§ SUPPLIED DATA:
## START
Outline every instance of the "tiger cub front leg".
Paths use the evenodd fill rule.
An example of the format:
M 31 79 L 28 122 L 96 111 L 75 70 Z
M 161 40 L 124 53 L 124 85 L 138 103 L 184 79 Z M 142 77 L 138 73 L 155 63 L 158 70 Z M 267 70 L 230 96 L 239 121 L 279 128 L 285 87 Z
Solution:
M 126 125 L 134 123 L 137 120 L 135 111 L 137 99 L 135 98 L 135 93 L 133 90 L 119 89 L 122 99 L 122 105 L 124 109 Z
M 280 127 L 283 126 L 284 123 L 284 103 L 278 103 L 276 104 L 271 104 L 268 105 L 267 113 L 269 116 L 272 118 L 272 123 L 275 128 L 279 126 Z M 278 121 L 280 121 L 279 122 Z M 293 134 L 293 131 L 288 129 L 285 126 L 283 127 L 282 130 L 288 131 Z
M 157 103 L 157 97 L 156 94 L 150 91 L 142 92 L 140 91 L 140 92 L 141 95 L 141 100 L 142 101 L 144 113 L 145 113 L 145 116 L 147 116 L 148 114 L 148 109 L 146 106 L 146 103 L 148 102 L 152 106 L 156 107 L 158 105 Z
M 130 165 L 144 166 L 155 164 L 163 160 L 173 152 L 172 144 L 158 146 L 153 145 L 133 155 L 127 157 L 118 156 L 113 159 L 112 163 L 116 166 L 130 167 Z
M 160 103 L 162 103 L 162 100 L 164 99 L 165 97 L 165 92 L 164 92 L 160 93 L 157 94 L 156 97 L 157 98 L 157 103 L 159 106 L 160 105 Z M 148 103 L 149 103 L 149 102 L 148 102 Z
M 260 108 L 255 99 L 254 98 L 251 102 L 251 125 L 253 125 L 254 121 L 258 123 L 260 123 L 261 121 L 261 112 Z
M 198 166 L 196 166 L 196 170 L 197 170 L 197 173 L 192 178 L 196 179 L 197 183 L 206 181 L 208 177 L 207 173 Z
## END
§ PROBLEM REQUIREMENTS:
Output every entry shown above, exactly.

§ TASK RESPONSE:
Outline every instance of the "tiger cub front leg".
Paths use the evenodd fill rule.
An example of the format:
M 31 79 L 28 122 L 96 111 L 75 70 Z
M 161 40 L 124 53 L 124 85 L 138 103 L 184 79 Z M 142 77 L 138 73 L 155 63 L 158 70 Z M 267 70 L 230 96 L 239 121 L 279 128 L 285 87 Z
Solution:
M 126 125 L 134 123 L 137 120 L 135 111 L 137 99 L 135 98 L 135 93 L 133 90 L 119 89 L 122 99 L 122 105 L 124 109 Z
M 280 127 L 283 126 L 284 123 L 284 103 L 278 103 L 276 104 L 271 104 L 268 105 L 267 113 L 269 116 L 272 118 L 272 123 L 275 128 L 279 126 Z M 278 121 L 280 121 L 279 122 Z M 293 134 L 293 131 L 288 129 L 285 126 L 283 127 L 282 130 L 288 131 Z
M 157 103 L 157 97 L 156 94 L 150 91 L 142 92 L 140 91 L 140 92 L 141 95 L 141 100 L 142 101 L 144 113 L 145 113 L 145 116 L 147 116 L 148 114 L 148 109 L 146 106 L 146 103 L 148 102 L 152 106 L 156 107 L 158 105 Z
M 130 165 L 144 166 L 155 164 L 163 160 L 173 152 L 172 144 L 158 146 L 153 145 L 133 155 L 127 157 L 118 156 L 113 159 L 112 163 L 116 166 L 130 167 Z
M 160 103 L 162 103 L 162 100 L 164 99 L 165 97 L 165 92 L 164 92 L 160 93 L 157 94 L 156 97 L 157 98 L 157 103 L 159 106 L 160 105 Z M 148 103 L 149 103 L 149 102 L 148 102 Z
M 260 108 L 255 99 L 254 98 L 251 102 L 251 125 L 253 125 L 254 121 L 258 123 L 260 123 L 261 121 L 261 112 Z
M 198 166 L 196 166 L 196 170 L 197 170 L 197 173 L 192 178 L 196 179 L 197 183 L 206 181 L 208 177 L 207 173 Z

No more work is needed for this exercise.